- Aim A -
In the thread about curling long hair, which brand of flat iron does Jujubegirl use to curl her hair?
- Aim B -
Write the next part of the thread about curling long hair.

- Text segment -
......
# My hair is too long for a curling iron, any alternatives?



## lovelyweapon (Mar 6, 2008)

I have a large-barrel curling iron 1 1/4" or 1/2" by Babyliss but it seems that it only curls the bottom of my hair as a result of my hair being too long. I was really excited about this curling iron when I purchased it because I wanted to achieve big, loose curls. What do you guys suggest for long hair? 
	

	
	
		
		

		
			





 TIA


----------



## Jujubegirl (Mar 6, 2008)

Curl it with a flat iron.  I use a GHD to curl my hair and it works great!  Much better an a curling iron ever did.  Takes a little practice, but GHD gives you a DVD and there are youtube tutorials out there too.


----------



## sulci (Mar 6, 2008)

i used to have this problem too, but i still use a curling iron. instead of wrapping it around the iron, i have now picked up another technique. You feed your hair  through slowly, starting at the top and working your way down.

Sorta like how he does it:
YouTube - How To: Red Carpet Hair by Johnny Lavoy

this way you get actual curl at the top!

i find that using straight irons require a lot more practice, and sometimes the edges of curles come out bent instead of curly for me... lol


----------



## xtiffineyx (Mar 6, 2008)

I have super straight, fine, long hair, and I have the same problem. My hair is well past the middle of my back, and the only thing I've found to give me big curls/waves is hot rollers. I can roll them all the way to my scalp and it curls the whole piece. When I first take them out my hair is usually really curly, but the weight of my hair loosens them up within a few minutes. I can usually go 2-3 days without having to do anything else to my hair if I hot roll is really tight on the first day.
......
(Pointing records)
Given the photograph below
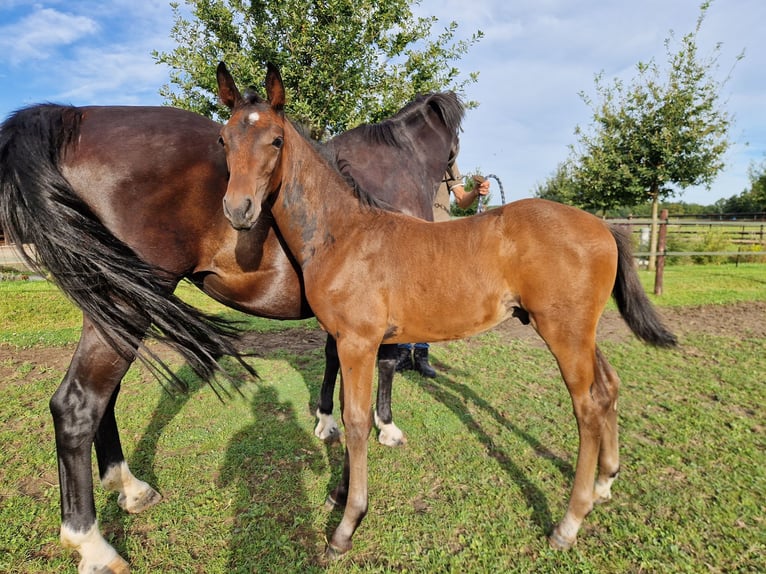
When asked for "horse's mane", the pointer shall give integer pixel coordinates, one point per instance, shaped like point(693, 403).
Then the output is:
point(446, 104)
point(389, 132)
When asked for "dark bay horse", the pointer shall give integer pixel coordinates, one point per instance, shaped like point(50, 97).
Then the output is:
point(548, 264)
point(120, 204)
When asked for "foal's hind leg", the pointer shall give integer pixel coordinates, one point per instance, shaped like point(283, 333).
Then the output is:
point(78, 407)
point(390, 434)
point(609, 455)
point(593, 398)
......
- Final answer A -
A GHD.

- Final answer B -
----------



## fuzz (Mar 6, 2008)

I have long hair below my butt and i bought a curling iron just like urs and i have the same problems n i found no solution to the problem.Im just gona go to the salon pay a few hunderes and get it permantley done since nuttin seems to work cuz my hair is extreamly long and super straight.


----------



## AmberLilith (Mar 6, 2008)

I haven't had much experience with curling my hair, but i also have quite long hair (nearly to my navel) and was a bit disappointed last time i tried curling it because it didn't have much height on top. Hopefully with practice i'll get better!


----------



## lovelyweapon (Mar 6, 2008)

Quote:

   Originally Posted by *AmberLilith* 

 
_I haven't had much experience with curling my hair, but i also have quite long hair (nearly to my navel) and was a bit disappointed last time i tried curling it because it didn't have much height on top. Hopefully with practice i'll get better!_

 
I haven't had too much problem with the height on top because I have layers. I also used a volumizing spray like Big Sexy Hair on the crown and backcomb. Maybe that would help with the height on top if you can get it to curl?


----------



## glam8babe (Mar 6, 2008)

i have the same problem but i know that if you have layers it will work better... so i think ill get layers when i next go to the salon, it will stop it from weighing down as much and help the volume you create stay in longer


----------



## Poum (Mar 11, 2008)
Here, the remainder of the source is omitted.